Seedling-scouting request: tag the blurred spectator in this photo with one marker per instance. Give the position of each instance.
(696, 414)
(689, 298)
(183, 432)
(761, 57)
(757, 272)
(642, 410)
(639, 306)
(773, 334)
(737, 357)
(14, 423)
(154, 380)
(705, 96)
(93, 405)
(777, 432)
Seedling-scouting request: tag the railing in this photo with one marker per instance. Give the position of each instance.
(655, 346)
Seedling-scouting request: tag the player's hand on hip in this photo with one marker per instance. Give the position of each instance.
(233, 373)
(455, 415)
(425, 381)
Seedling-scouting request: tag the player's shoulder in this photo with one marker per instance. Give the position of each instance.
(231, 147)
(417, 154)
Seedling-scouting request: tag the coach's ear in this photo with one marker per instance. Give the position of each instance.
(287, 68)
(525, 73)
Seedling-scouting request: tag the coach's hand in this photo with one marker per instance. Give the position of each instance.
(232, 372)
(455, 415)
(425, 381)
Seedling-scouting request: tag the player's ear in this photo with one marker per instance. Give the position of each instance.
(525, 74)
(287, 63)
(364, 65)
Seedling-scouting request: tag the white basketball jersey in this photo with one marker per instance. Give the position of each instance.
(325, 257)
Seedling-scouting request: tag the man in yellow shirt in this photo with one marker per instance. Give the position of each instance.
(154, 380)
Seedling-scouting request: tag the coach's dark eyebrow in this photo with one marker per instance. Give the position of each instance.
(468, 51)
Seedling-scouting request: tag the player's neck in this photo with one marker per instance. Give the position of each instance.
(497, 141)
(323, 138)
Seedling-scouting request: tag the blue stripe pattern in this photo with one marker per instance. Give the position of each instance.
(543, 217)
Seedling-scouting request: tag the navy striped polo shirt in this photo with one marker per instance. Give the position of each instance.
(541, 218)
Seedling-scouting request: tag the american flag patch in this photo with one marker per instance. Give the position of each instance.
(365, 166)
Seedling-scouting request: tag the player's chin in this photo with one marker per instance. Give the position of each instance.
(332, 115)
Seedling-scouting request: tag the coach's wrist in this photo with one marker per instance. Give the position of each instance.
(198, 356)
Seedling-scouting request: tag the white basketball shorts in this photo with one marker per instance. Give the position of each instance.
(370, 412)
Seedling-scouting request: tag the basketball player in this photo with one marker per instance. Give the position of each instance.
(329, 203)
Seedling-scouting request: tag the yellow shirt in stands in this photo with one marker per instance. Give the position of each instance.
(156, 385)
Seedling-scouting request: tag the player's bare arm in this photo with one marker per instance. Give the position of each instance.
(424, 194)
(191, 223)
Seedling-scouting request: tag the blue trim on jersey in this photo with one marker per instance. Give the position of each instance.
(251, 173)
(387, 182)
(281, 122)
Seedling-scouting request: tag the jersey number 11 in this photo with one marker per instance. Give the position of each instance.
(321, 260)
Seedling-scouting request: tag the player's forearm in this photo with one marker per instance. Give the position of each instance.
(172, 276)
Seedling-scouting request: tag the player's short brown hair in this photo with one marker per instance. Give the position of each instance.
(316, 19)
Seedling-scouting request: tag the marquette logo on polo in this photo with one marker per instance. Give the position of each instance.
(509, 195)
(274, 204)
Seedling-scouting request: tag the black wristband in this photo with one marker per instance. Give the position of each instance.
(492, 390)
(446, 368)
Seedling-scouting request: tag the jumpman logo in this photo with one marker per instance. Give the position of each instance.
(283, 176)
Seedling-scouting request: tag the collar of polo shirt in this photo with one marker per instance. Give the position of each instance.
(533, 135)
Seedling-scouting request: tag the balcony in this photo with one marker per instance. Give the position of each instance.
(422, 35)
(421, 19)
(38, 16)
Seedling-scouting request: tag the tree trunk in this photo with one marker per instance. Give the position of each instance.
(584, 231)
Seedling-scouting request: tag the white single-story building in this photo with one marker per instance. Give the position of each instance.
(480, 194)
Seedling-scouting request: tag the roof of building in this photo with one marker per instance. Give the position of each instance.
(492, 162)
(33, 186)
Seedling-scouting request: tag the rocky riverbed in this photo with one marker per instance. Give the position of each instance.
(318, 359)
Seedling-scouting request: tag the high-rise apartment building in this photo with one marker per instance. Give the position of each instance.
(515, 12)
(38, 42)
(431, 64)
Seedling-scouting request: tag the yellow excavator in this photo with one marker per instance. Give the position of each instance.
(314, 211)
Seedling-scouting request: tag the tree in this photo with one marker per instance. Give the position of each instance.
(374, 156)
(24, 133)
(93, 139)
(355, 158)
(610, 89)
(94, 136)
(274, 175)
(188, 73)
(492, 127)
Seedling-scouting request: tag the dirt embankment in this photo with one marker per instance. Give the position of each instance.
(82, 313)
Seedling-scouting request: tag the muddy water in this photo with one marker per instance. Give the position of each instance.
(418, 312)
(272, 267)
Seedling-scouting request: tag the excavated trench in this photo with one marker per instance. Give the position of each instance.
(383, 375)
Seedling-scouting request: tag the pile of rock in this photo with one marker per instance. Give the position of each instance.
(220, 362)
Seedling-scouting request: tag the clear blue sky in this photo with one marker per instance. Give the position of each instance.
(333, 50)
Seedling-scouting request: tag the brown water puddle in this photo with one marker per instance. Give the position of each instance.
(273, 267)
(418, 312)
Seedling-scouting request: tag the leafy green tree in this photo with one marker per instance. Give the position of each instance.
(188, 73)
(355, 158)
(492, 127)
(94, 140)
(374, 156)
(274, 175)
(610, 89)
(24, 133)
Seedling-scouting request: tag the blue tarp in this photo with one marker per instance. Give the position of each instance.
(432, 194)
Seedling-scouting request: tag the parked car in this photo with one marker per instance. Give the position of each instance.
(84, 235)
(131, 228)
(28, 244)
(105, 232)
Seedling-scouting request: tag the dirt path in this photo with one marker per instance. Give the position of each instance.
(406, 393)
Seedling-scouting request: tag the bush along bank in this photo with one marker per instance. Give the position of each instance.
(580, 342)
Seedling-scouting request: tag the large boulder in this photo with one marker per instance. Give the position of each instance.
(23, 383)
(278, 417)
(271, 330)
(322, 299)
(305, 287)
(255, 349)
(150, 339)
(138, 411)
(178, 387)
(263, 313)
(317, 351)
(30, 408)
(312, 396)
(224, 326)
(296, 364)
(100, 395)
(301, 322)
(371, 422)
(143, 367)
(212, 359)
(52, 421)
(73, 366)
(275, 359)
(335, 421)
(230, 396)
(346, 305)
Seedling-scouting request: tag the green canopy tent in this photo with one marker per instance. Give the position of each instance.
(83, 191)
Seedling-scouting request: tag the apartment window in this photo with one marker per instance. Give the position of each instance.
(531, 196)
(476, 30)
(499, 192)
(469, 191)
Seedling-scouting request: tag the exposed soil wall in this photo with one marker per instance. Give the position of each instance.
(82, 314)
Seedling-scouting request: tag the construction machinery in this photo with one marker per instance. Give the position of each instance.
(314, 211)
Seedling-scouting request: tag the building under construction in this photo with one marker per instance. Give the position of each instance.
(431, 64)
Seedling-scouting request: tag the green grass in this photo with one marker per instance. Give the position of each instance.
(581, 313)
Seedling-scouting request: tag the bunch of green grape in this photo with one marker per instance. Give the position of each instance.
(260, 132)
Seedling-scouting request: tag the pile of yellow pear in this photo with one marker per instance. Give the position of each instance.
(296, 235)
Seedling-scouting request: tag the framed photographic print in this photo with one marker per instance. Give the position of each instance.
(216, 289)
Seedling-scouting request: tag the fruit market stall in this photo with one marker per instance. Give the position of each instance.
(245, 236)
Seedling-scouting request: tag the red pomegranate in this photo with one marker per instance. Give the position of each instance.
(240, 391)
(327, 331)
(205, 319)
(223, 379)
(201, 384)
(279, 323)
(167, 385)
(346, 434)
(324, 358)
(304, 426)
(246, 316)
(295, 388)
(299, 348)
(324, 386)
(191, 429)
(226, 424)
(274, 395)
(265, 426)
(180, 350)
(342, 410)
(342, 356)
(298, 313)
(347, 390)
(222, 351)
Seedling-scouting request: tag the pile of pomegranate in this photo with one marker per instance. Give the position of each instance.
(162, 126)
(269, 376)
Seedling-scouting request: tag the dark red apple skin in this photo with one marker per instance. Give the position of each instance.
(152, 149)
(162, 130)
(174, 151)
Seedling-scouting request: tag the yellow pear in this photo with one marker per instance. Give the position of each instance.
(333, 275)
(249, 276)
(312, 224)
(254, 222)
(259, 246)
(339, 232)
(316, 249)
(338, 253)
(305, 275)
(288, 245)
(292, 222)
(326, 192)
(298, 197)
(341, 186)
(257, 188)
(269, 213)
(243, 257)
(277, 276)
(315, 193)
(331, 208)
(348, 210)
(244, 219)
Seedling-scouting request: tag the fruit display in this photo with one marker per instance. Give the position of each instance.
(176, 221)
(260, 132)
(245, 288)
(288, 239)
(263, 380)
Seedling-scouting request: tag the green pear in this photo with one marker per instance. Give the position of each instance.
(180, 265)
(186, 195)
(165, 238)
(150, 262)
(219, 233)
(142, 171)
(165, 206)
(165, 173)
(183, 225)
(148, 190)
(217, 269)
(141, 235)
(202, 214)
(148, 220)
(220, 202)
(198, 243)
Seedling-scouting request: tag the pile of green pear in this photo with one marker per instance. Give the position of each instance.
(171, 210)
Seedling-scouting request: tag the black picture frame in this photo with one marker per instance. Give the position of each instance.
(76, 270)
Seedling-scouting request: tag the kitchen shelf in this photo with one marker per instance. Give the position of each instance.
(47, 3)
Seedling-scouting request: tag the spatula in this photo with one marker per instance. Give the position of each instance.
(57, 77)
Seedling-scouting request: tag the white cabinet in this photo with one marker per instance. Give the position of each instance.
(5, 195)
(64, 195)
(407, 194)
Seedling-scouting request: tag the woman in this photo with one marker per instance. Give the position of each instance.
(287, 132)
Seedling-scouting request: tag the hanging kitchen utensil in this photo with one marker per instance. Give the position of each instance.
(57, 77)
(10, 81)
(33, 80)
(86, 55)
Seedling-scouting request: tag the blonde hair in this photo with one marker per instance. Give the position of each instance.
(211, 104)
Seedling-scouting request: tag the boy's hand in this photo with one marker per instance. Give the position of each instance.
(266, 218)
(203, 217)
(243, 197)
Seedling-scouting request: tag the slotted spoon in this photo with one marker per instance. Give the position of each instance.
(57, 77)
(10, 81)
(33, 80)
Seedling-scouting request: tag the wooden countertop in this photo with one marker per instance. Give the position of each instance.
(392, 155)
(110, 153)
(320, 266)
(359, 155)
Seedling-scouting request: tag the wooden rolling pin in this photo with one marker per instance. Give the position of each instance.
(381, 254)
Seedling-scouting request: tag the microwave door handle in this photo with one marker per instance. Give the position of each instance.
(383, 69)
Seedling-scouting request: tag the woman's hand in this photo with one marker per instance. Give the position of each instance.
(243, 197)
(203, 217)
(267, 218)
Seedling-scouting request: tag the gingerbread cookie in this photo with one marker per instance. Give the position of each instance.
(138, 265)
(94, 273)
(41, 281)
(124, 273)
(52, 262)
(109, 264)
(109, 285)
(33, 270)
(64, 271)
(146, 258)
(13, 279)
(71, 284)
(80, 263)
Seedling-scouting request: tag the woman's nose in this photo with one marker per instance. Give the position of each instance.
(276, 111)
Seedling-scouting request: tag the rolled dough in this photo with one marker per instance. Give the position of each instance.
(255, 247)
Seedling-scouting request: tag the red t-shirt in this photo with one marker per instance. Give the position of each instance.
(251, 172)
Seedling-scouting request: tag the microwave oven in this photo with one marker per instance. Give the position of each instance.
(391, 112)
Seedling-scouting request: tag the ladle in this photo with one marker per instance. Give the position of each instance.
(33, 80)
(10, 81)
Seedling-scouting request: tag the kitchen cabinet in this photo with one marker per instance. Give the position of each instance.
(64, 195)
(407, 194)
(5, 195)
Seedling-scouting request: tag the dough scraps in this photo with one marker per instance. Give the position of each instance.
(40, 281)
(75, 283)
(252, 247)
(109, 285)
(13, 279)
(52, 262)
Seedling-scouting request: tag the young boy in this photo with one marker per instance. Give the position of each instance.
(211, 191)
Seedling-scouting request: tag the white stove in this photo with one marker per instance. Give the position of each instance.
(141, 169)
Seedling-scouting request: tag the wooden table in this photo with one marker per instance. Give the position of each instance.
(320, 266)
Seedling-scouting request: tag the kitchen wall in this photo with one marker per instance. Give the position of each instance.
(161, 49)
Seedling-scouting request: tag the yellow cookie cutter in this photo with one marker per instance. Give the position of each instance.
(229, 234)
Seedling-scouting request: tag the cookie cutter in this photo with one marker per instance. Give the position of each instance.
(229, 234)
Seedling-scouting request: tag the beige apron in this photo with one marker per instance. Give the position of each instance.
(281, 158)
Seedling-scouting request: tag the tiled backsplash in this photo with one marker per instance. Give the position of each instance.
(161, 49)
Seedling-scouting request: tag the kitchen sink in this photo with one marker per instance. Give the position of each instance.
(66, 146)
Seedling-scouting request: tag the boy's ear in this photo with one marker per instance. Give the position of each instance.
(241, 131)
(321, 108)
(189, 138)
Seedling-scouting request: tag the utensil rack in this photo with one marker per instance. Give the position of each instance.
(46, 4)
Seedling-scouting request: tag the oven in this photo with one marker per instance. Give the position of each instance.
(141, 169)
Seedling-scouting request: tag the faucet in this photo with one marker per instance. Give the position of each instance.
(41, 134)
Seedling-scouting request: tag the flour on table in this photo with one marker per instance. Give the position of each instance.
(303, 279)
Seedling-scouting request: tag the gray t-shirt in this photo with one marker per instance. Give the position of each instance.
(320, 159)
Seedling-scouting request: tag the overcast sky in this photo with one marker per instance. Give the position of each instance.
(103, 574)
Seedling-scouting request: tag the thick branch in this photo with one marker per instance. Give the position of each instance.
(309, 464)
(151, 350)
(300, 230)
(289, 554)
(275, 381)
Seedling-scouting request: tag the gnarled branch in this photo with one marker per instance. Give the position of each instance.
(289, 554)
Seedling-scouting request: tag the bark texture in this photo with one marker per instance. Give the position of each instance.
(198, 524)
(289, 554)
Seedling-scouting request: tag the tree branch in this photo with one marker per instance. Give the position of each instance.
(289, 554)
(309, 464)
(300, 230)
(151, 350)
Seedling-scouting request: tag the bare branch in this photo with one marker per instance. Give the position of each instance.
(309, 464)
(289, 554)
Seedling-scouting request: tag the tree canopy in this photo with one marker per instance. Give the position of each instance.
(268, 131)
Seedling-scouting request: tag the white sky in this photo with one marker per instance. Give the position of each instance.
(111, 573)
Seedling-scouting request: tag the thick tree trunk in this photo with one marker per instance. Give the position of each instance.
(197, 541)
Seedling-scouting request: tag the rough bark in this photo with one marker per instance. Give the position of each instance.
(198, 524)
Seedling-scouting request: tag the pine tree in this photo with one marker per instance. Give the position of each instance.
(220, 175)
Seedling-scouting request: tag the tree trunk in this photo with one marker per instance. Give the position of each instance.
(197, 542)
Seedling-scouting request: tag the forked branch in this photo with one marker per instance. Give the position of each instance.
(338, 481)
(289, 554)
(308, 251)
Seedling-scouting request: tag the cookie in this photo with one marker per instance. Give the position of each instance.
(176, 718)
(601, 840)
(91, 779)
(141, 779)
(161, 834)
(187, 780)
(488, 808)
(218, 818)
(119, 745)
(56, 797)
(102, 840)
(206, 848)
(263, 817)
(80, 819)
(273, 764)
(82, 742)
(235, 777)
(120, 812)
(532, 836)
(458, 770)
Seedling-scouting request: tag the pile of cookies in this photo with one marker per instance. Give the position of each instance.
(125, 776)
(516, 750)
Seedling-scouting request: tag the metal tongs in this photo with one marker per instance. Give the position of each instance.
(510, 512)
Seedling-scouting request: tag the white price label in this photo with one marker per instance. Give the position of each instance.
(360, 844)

=====

Write out the lines above from the one containing "Seedling-scouting request: tag the cookie in" through the last, exactly as they are.

Seedling-scouting request: tag the cookie in this photo with one marker per instance. Give the position of each instance.
(176, 718)
(601, 840)
(91, 779)
(141, 779)
(161, 834)
(187, 780)
(488, 808)
(218, 818)
(119, 745)
(56, 797)
(102, 840)
(206, 848)
(263, 817)
(80, 819)
(273, 764)
(82, 742)
(235, 777)
(120, 812)
(532, 836)
(458, 770)
Seedling-scouting request: tag the pile of cookies in this photo with one marker per instance. Give the position of each instance.
(125, 776)
(516, 750)
Seedling-scouting request: tag the metal tongs in this photo with one marker per instance. Give the position of each instance.
(510, 512)
Seedling-scouting request: tag the white price label in this photo with one marker per instance. Give the position of each instance.
(360, 844)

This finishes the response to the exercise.